Image point grounding data
· · · · · · ·

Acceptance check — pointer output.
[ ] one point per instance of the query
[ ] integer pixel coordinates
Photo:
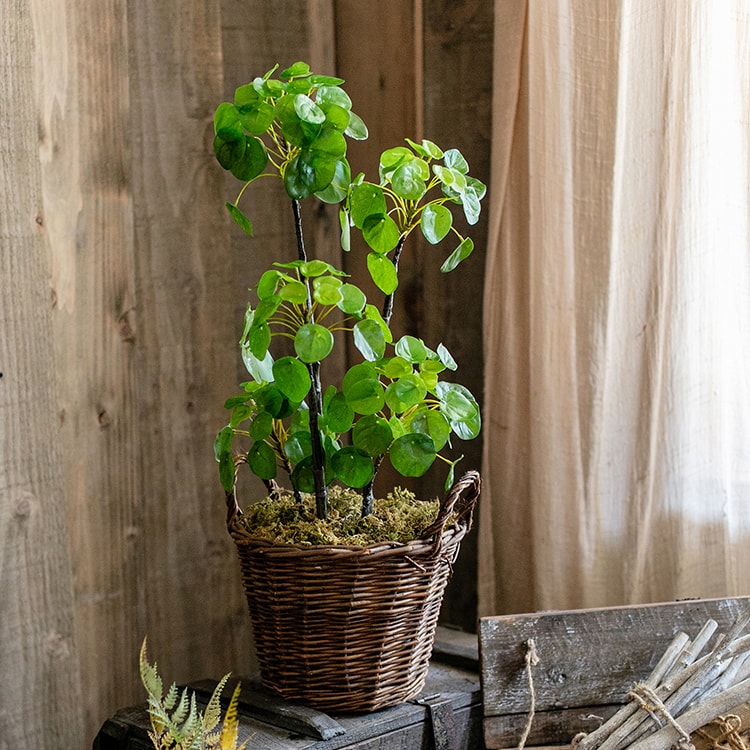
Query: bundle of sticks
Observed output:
(685, 691)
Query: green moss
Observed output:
(398, 517)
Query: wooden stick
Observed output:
(676, 650)
(697, 717)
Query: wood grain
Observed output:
(457, 73)
(589, 659)
(123, 294)
(38, 650)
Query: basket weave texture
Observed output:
(350, 629)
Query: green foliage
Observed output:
(395, 402)
(176, 721)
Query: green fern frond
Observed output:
(212, 714)
(150, 676)
(230, 728)
(176, 722)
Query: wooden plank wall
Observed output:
(121, 301)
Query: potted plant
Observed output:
(341, 619)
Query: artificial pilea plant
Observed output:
(393, 403)
(176, 721)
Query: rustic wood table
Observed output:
(447, 715)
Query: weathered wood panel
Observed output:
(457, 72)
(588, 660)
(122, 321)
(82, 102)
(38, 654)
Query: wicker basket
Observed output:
(350, 629)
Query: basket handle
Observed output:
(461, 500)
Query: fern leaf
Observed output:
(212, 714)
(150, 675)
(231, 725)
(170, 699)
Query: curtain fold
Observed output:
(617, 305)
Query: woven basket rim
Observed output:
(415, 546)
(462, 498)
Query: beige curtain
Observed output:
(617, 305)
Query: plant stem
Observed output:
(368, 490)
(388, 302)
(316, 392)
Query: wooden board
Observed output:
(588, 659)
(404, 727)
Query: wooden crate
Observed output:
(588, 661)
(446, 716)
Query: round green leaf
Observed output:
(437, 221)
(292, 378)
(246, 95)
(451, 178)
(446, 357)
(408, 180)
(404, 393)
(352, 467)
(259, 369)
(227, 125)
(397, 367)
(252, 162)
(369, 340)
(240, 413)
(372, 313)
(463, 251)
(268, 284)
(366, 200)
(356, 128)
(261, 427)
(372, 435)
(353, 299)
(383, 272)
(411, 349)
(336, 117)
(339, 416)
(223, 442)
(460, 409)
(412, 454)
(307, 110)
(313, 268)
(333, 96)
(365, 396)
(256, 117)
(337, 190)
(360, 371)
(266, 308)
(454, 158)
(294, 291)
(381, 233)
(262, 461)
(259, 339)
(327, 290)
(240, 219)
(393, 158)
(434, 424)
(298, 69)
(313, 342)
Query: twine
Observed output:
(729, 737)
(532, 659)
(650, 702)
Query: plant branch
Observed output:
(316, 391)
(388, 302)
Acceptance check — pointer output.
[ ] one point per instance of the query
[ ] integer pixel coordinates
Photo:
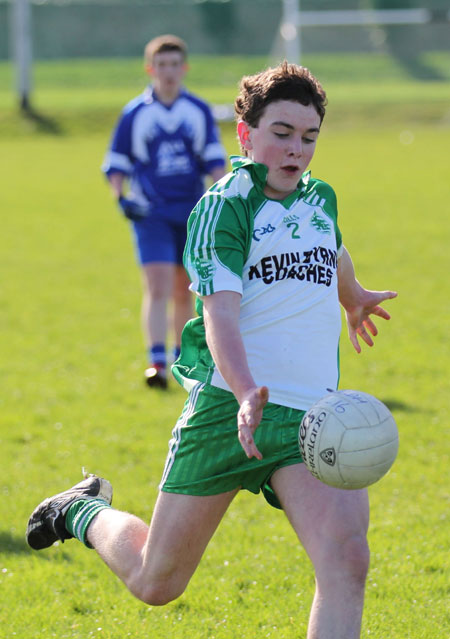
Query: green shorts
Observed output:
(205, 455)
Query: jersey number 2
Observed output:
(295, 235)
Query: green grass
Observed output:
(72, 396)
(76, 97)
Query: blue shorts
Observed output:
(159, 240)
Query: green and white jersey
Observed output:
(281, 256)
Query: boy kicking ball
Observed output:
(266, 260)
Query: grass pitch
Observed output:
(72, 396)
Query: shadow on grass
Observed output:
(41, 122)
(16, 545)
(396, 404)
(13, 544)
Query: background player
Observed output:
(165, 143)
(267, 263)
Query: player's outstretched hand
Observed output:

· · · · · · ·

### WHAT YOU WILL DO
Across the records, count each line that holds the string "green". Respond with the number only.

### RESPONSE TO THE EXERCISE
7